* START Dataset excerpts *
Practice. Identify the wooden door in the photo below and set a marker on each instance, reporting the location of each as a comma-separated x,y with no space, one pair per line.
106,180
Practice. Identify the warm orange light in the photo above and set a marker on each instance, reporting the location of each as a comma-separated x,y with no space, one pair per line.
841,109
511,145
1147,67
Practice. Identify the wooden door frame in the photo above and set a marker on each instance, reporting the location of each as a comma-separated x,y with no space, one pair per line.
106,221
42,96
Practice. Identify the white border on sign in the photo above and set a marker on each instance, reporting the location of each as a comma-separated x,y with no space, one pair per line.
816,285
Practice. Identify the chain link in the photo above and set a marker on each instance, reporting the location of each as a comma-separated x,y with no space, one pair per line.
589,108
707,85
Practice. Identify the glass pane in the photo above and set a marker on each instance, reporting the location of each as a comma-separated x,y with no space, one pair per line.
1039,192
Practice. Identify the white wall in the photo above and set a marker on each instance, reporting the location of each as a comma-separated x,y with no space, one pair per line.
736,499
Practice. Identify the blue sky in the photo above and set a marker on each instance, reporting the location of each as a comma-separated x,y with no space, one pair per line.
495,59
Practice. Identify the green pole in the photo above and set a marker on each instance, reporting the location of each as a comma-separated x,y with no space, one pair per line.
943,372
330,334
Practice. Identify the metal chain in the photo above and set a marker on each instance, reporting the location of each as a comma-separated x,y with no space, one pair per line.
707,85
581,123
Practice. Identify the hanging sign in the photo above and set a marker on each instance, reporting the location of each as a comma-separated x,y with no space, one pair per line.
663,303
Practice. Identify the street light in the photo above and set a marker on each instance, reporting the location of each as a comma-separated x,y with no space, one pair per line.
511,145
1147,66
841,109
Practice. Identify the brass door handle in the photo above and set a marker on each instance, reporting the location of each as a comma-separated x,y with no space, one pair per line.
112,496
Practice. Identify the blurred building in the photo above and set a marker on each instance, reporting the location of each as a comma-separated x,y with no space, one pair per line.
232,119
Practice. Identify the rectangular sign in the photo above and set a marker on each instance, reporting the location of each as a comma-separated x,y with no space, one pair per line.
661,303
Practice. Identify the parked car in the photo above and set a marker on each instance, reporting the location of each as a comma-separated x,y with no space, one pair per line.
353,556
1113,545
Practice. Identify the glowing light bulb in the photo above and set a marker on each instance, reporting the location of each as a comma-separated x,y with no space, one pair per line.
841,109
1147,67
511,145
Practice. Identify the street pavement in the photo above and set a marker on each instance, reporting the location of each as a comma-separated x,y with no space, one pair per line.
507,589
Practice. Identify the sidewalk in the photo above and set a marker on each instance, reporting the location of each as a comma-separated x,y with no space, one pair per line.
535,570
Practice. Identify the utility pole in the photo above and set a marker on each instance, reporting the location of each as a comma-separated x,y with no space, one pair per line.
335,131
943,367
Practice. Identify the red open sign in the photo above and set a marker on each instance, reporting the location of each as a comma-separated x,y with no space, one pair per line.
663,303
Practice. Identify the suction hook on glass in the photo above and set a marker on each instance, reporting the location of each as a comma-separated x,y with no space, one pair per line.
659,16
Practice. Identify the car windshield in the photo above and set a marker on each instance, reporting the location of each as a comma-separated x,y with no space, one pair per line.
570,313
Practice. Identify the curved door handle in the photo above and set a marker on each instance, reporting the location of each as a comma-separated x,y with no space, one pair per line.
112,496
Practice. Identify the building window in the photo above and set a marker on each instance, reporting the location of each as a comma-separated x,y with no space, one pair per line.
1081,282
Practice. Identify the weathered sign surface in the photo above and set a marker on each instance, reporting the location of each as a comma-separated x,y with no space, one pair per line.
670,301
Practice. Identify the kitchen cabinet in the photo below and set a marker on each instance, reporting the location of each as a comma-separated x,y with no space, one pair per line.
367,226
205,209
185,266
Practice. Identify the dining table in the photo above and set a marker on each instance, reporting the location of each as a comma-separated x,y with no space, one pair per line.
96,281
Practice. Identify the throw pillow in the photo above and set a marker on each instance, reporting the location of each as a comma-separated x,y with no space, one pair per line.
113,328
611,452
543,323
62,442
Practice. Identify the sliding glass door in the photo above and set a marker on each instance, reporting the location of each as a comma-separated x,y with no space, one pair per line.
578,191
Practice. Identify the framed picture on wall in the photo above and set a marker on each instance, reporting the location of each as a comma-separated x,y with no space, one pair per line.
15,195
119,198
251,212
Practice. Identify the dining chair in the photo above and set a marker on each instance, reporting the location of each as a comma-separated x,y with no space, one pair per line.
* END Dataset excerpts *
Repeat exactly the lines above from the line that contains "Practice. Identify the car" through the end. Include both of these ends; leave out everything else.

Practice. Identify the car windshield in the photo above and set a marker on each instance, reporting the location of each as a comma-separated x,y with no space, one pair per line.
570,313
Practice. Identify the curved door handle in the photo above and set a marker on each instance, reporting the location of each as a comma-separated x,y with no space, one pair per line.
112,496
Practice. Identify the building window in the photo above and set a marker on each instance, reporting the location of each as a comma-separated x,y with no space, one pair per line.
1081,282
Practice. Identify the weathered sign surface in the photo above and set a marker on each instance, reporting the location of each as a comma-separated x,y with no space, one pair per line.
670,301
Practice. Identify the kitchen cabinet in the photo below and set a marker on each instance, reporting the location of each as a comma-separated x,y with no space, one pair per line.
367,226
205,209
185,266
Practice. Identify the dining table in the photo above and set a marker on each instance, reporting the location of each as a comma-separated x,y with no space, one pair per line.
96,281
Practice. Identify the throw pillow in the photo above and set a marker on each instance, reporting the location of each as a comma-separated x,y with no space, one pair per line.
113,328
611,452
543,323
62,442
Practice. Identify the sliding glass door in the photo above and set a marker on each instance, reporting the location of each as a comma-separated x,y with no space, one pair per line.
578,191
Practice. Identify the framed picture on wall in the photo above and set a marker on each instance, reporting the location of each as a comma-separated x,y with no space, one pair per line.
15,195
119,198
251,212
Practice. Identify the dining chair in the photo above and set a marker on each instance, reporting the location of each as a comma-separated x,y with no space, one pair per line.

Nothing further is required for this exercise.